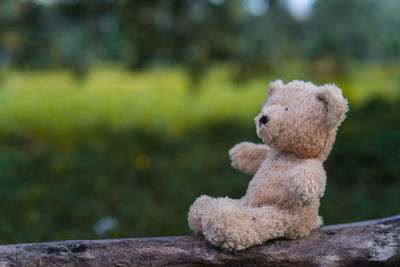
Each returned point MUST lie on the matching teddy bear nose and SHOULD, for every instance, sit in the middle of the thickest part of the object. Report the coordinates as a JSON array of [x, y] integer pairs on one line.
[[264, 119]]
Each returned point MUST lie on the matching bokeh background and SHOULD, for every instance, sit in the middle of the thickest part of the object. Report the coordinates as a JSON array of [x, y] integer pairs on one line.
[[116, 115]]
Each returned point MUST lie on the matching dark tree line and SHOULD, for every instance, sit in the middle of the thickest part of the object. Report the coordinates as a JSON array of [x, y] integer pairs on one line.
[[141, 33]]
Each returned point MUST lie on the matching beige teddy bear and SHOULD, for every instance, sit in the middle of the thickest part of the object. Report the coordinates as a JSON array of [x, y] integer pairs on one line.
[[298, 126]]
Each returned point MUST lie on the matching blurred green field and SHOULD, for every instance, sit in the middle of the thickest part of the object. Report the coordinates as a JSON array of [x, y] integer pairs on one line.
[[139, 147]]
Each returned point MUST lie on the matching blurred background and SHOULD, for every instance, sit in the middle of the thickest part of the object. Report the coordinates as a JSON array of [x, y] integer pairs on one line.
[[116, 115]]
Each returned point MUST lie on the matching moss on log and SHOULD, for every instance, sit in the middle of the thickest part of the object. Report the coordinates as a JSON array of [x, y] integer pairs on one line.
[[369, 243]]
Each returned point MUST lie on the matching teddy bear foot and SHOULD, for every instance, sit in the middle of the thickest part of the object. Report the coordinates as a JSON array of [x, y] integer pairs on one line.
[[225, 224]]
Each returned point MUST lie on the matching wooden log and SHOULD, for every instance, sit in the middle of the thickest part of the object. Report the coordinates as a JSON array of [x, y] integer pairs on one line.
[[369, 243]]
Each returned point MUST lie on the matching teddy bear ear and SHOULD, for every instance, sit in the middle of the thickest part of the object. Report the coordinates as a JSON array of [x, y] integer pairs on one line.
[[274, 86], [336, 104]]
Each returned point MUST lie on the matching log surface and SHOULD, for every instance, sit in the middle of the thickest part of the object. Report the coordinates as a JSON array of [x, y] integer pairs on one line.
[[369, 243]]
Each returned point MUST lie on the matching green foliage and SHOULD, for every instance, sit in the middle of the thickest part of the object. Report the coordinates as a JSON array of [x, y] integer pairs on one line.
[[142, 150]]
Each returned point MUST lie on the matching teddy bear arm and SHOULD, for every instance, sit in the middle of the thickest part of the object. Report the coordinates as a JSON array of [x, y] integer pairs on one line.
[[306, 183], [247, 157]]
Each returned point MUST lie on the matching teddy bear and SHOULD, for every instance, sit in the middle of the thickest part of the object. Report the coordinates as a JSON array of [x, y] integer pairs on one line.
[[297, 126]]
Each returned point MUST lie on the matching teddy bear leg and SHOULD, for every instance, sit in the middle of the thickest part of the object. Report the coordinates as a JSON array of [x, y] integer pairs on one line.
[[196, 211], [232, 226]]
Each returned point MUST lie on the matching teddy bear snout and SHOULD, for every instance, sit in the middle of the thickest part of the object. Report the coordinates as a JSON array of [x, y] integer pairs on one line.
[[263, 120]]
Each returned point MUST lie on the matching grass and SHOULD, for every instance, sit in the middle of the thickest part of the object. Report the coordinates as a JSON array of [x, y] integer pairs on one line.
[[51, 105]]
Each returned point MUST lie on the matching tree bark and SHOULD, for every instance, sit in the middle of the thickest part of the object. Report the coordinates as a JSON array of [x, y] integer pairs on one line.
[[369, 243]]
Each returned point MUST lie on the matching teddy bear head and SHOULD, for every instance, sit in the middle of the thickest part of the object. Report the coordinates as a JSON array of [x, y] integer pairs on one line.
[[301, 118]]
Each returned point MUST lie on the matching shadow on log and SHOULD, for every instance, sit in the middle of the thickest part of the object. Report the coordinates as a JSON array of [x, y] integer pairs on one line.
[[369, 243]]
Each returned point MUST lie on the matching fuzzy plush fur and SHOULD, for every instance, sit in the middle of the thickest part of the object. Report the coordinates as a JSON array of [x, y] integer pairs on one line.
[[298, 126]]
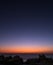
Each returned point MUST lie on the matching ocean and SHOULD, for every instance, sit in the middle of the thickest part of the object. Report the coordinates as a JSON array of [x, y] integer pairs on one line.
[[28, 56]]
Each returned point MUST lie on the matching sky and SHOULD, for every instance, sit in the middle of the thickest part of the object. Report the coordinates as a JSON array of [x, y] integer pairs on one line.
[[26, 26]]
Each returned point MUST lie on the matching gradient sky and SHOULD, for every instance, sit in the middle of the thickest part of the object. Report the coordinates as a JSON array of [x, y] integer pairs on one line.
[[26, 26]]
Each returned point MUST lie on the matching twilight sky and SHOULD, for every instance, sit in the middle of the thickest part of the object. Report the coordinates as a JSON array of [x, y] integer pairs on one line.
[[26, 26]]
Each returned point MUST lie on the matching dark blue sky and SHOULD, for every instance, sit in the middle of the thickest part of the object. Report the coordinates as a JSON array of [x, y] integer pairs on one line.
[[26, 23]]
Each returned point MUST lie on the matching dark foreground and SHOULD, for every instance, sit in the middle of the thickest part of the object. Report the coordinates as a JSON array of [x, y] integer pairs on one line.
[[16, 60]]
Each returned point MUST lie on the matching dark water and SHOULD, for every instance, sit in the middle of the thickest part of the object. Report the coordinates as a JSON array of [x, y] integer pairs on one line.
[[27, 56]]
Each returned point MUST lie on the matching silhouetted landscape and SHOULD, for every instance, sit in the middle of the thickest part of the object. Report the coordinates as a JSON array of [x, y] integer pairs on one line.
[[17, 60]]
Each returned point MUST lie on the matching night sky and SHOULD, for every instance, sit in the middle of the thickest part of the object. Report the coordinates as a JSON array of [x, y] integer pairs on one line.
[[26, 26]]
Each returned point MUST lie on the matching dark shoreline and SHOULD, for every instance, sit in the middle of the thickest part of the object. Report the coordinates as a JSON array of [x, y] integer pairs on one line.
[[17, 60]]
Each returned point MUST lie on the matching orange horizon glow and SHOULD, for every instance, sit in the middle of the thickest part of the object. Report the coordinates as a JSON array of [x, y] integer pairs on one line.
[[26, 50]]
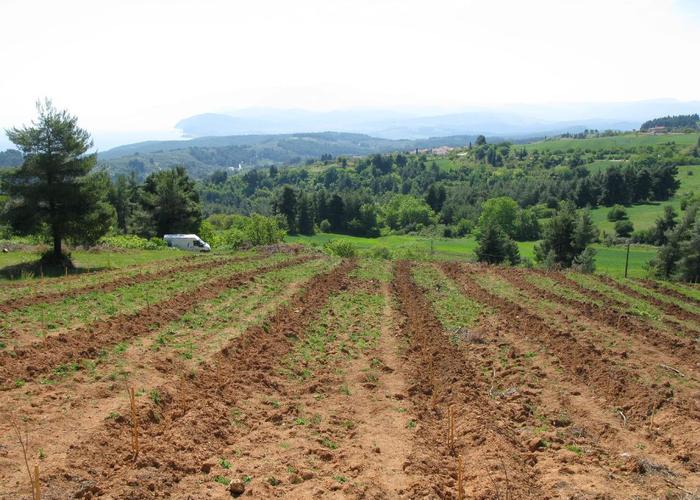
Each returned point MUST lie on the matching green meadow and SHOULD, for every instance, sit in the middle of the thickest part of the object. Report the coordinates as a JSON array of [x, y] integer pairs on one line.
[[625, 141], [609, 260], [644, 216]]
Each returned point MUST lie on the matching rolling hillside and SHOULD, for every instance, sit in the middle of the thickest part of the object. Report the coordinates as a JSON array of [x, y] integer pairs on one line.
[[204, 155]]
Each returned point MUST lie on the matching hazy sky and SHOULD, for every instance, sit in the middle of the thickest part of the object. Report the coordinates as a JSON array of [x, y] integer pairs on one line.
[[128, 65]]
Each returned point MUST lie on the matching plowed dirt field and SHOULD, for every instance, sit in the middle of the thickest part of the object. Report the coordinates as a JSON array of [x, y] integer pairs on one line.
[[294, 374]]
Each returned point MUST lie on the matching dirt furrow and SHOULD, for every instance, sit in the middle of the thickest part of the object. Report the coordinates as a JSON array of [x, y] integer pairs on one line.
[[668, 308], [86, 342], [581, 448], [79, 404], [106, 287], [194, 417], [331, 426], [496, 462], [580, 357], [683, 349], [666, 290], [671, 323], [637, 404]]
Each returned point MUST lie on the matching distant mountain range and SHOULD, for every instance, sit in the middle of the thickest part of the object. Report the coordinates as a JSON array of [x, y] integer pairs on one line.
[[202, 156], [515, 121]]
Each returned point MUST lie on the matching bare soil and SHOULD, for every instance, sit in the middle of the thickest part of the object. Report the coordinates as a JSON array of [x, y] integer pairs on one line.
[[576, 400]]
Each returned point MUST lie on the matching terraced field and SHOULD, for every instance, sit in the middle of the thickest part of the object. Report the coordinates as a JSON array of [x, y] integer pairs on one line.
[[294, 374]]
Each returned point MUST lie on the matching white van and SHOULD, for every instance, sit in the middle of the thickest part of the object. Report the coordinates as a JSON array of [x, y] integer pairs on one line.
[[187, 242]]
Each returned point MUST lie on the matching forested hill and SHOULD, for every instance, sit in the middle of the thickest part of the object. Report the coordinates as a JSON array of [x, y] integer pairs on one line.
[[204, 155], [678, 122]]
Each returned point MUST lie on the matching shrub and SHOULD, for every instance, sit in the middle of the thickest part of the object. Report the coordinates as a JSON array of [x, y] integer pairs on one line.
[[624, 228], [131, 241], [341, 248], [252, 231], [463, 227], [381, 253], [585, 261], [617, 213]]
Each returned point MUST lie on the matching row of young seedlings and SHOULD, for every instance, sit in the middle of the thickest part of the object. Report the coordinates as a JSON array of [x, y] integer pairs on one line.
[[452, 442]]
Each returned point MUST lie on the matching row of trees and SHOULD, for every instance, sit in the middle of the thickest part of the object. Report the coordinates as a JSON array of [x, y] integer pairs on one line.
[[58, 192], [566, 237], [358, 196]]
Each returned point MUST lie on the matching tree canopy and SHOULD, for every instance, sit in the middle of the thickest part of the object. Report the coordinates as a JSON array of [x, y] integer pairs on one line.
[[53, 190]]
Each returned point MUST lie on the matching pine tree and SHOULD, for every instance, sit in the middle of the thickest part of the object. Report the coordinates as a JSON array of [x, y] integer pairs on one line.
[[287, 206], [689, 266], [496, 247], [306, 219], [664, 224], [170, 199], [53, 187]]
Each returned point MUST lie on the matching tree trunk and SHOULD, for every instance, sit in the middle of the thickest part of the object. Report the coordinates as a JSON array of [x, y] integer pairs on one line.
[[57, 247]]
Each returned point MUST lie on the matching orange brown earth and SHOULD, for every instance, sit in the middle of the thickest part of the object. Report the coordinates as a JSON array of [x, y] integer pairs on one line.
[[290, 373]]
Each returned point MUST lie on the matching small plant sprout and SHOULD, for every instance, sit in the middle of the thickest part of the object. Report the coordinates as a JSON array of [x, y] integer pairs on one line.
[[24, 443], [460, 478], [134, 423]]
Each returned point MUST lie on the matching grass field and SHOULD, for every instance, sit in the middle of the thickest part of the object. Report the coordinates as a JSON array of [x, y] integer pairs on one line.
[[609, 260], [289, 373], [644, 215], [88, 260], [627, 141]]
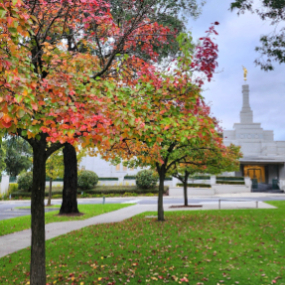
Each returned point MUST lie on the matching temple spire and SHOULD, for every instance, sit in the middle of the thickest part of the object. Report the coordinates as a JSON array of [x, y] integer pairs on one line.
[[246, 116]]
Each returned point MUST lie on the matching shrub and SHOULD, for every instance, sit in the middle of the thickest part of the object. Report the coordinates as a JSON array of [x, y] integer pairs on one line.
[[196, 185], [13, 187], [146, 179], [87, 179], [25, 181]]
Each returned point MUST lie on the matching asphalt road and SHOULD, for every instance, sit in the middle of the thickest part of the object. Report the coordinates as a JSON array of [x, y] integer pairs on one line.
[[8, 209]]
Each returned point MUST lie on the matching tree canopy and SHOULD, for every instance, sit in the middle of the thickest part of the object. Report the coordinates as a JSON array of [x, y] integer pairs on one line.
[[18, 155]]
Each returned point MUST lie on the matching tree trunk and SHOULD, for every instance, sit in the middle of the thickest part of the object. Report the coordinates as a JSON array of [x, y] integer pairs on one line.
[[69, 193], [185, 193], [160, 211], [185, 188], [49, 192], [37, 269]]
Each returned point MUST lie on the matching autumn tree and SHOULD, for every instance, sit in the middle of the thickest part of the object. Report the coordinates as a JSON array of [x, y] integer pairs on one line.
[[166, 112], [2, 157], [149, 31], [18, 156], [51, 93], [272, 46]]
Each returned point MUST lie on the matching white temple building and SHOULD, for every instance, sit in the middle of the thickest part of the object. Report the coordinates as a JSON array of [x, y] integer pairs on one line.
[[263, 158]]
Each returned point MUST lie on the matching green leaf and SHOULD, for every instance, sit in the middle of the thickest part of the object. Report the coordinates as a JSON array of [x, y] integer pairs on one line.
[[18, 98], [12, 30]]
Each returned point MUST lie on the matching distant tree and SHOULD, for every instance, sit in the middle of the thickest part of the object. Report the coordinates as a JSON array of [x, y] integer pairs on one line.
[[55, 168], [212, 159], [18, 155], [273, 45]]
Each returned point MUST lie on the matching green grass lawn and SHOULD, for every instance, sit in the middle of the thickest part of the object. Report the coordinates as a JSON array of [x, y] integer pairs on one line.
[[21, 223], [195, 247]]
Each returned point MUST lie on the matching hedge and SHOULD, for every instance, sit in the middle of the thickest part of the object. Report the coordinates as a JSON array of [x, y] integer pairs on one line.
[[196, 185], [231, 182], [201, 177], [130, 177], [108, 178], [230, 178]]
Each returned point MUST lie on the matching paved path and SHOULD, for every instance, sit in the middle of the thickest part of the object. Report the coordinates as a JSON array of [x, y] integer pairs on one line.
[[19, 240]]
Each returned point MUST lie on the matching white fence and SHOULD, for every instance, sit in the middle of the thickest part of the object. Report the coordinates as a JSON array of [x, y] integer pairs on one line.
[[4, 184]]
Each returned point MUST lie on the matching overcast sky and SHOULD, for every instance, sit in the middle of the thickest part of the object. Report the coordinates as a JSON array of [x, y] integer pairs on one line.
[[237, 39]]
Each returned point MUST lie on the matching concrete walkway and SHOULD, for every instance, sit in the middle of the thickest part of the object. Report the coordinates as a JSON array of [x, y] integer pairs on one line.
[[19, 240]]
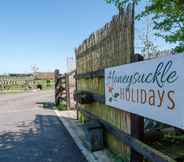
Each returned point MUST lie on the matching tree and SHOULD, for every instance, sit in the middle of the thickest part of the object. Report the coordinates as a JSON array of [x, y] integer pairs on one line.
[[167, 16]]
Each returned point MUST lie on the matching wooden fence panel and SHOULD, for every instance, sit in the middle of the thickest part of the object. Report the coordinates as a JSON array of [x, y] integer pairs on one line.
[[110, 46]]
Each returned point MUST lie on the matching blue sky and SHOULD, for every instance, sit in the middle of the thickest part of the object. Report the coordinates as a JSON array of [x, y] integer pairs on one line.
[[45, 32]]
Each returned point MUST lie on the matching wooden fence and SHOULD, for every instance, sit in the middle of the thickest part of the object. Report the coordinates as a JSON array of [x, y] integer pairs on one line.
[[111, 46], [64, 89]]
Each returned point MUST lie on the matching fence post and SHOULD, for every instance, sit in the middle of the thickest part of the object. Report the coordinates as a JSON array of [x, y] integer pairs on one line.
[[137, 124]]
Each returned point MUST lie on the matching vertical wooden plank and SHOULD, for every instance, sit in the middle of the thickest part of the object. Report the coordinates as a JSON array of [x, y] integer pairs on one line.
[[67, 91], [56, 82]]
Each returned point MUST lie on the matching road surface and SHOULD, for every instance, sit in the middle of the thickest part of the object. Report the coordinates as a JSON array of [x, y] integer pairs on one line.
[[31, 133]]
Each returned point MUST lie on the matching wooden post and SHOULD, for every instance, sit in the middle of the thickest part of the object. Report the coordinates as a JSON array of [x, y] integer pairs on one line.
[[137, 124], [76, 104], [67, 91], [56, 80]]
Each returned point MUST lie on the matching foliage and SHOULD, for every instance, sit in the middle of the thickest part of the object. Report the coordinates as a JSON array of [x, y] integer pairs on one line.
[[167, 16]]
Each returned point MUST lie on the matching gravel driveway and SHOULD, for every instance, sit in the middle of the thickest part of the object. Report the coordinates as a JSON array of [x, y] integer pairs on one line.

## [Problem to solve]
Print the lines of the entries above, from the first line through the line containing "[[274, 86], [336, 104]]", inclusive, and leave the pictures out.

## [Result]
Each returned point MUST lie on the matching teddy bear nose and SHOULD, for every instance, sit in the middle of the thickest part of the object. Report the coordinates as a JSON array of [x, y] integer pairs on one line.
[[264, 119]]
Each returned point MUST lie on the matching bokeh background and SHOULD, for every instance, sit in the middle of the thickest part of the object. Report the coordinates as a JSON array of [x, y] integer pairs on one line.
[[116, 115]]
Each returned point MUST lie on the matching dark tree line and SHOULD, for every instance, sit in the middle of the thickest part of the object. Report the coordinates as a JSON array of [x, y] integer pairs on one line.
[[141, 33]]
Each returned point MUST lie on the matching beige teddy bear and SHOULD, for every instance, sit in the middle of the thickest part of the object. Report the coordinates as a JSON array of [x, y] integer pairs on one line.
[[298, 126]]
Each returned point MUST lie on the matching blurred green field and SHOULD, for every instance, sit in the middle of the thickest part of the object. Report the coordinates as a JSON array of [x, y] integer pairs on one line.
[[139, 147]]
Each returned point MUST lie on the matching blurred background and SHOULD, for every instance, sit in the middle of the thickest part of the object. Report the coordinates as a JSON array of [x, y] integer pairs on one line.
[[116, 115]]
Each returned point MUST lie on the matching moss on log and SHOULD, for every instance, sit in the middle of the thickest part of the object. Report the coordinates as a JSON array of [x, y] integer pairs on one line.
[[369, 243]]
Each returned point MUST lie on the matching teddy bear foot and SHOULD, for every instance, sit in the middle of the thickest part of the object. Report the coordinates as a JSON array of [x, y] integer pairs on one line.
[[225, 224]]
Each returned point MUST lie on the matching wooden log and SHOULD, for every instance, sit in the middle of the thickest part of the object. Report the coordinates as a JSON array of [x, y] integer pairs on one line.
[[369, 243]]
Each returned point MUST lie on the matching teddy bear ear and SHOULD, for every instance, sit in the middle of the thickest part of the object. Report the coordinates as a JSON array of [x, y] integer pairs on one line.
[[274, 86], [336, 104]]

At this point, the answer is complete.